→ **What is required**
Return a word-for-word copy of the complete listing below.

→ **Material for this task**
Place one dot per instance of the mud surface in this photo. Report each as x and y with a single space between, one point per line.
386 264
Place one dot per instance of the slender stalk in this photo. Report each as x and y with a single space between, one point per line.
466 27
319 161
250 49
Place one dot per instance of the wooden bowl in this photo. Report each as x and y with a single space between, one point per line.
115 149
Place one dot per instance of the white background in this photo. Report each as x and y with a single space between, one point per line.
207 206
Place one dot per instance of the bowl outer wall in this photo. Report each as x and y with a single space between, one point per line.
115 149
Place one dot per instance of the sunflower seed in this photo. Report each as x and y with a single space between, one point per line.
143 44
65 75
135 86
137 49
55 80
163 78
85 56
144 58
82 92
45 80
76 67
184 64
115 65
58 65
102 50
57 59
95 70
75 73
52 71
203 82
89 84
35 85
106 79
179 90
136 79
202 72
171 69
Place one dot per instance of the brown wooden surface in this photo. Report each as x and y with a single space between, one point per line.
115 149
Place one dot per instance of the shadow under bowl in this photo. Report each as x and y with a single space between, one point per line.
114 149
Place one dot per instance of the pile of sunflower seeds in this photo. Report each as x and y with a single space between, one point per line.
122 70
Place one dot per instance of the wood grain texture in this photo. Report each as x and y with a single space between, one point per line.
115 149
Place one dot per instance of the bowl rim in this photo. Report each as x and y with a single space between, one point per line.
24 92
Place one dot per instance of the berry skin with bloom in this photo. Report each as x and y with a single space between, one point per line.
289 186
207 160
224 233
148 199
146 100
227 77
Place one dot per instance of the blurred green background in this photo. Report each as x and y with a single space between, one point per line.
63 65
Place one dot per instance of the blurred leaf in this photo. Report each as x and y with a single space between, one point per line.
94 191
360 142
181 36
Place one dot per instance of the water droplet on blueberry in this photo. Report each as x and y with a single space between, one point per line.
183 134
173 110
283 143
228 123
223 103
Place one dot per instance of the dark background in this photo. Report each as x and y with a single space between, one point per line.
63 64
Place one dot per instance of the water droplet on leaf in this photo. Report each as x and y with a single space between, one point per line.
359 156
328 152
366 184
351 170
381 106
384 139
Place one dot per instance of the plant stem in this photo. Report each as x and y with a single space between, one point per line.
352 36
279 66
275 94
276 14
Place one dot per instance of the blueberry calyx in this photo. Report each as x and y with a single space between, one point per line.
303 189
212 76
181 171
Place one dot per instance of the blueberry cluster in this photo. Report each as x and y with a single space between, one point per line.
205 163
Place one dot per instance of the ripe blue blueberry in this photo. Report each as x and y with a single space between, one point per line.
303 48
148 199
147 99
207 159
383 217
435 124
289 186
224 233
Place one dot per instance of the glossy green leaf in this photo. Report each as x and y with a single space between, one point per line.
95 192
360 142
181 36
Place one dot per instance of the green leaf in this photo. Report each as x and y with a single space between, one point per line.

→ **Your response**
Place one dot per instance of the mud surface in this photo. Report each as x and y with a single space between, one point per line.
386 264
Place one dot per instance of the slender stalk in this photo. Report each as x and y with a single space between, one point per line.
466 27
319 161
250 49
Place one dot per instance of the wooden bowl in this photo. Report each as x and y with a single space between, one point per line.
115 149
Place one dot per instance of the white background in this photo. Report each as x and y with a single space between, one point per line.
207 206
Place one dot per instance of the bowl outer wall in this photo. Report each as x and y with a single space between, one point per line.
115 149
Place one dot per instance of the sunflower seed in this photo. Report each as x and y with a single space between, one point per line.
143 44
65 75
135 86
137 49
55 80
163 78
85 56
144 58
82 92
45 80
76 67
184 64
115 65
58 65
102 50
57 59
95 70
75 73
52 71
203 82
89 84
35 85
106 79
179 90
136 79
202 72
171 69
Place one dot per instance of the brown wooden surface in this photo. Report each as x and y with a single space between, one point per line.
115 149
Place one dot per instance of the shadow under bowl in this photo. Report each as x and y with a single space between, one point per line.
114 149
Place one dot per instance of the pile of sunflower seeds in this photo. Report each as x and y with a single space between, one point per line.
122 70
Place one dot per instance of the wood grain texture in this photo. Report each as x and y with a single space between, one point per line.
115 149
Place one dot per instance of the bowl rim in this photo. Report each as x and y with a single space between, one point per line.
24 92
Place one dot per instance of the berry skin with bloom in this photo. Report each as x and y with a single space between, one point per line.
289 186
207 160
224 233
148 199
146 100
227 77
Place one dot per instance of the blurred green background in this photo. Report each as x and y with a single space between, one point per line.
63 65
Place one dot per instance of the blurred leaf in this photo. Report each as x and y with a single space between, one point per line.
94 191
360 142
181 36
Place one dot per instance of the water droplet on blueberry in this photo. Report each as x and y with a single space between, one point per line.
183 134
173 110
283 143
228 123
223 103
Place one dot per instance of the dark background in this photo. Report each as x and y with a single space between, one point per line.
63 64
Place one dot per instance of the water droplet on leaf in this photo. Report each as x and y with a single space between, one point per line.
359 156
328 152
366 184
351 170
381 106
384 139
Place one dot per instance of the plant stem in this photo. Report each as x and y with a single space between, one point per line.
352 36
279 66
275 94
276 14
Place one dot per instance of the blueberry calyx in this photo. Report each as x and y with a single space between, one point per line.
303 189
212 76
181 171
Place one dot per instance of the blueberry cluster in this photo. Report each as x and y with a single space between, one point per line.
205 163
Place one dot per instance of the ripe blue blueberry in this photo. Report each as x and y with a single space between, one point per line.
303 48
148 199
147 99
207 159
383 217
435 124
289 186
224 233
Place one dot per instance of the glossy green leaf in this photo. Report each as x and y with a single space between, one point per line.
95 192
360 142
181 36
Place one dot per instance of the green leaf in this photo. Report each as x and y with a single space between, one point per line.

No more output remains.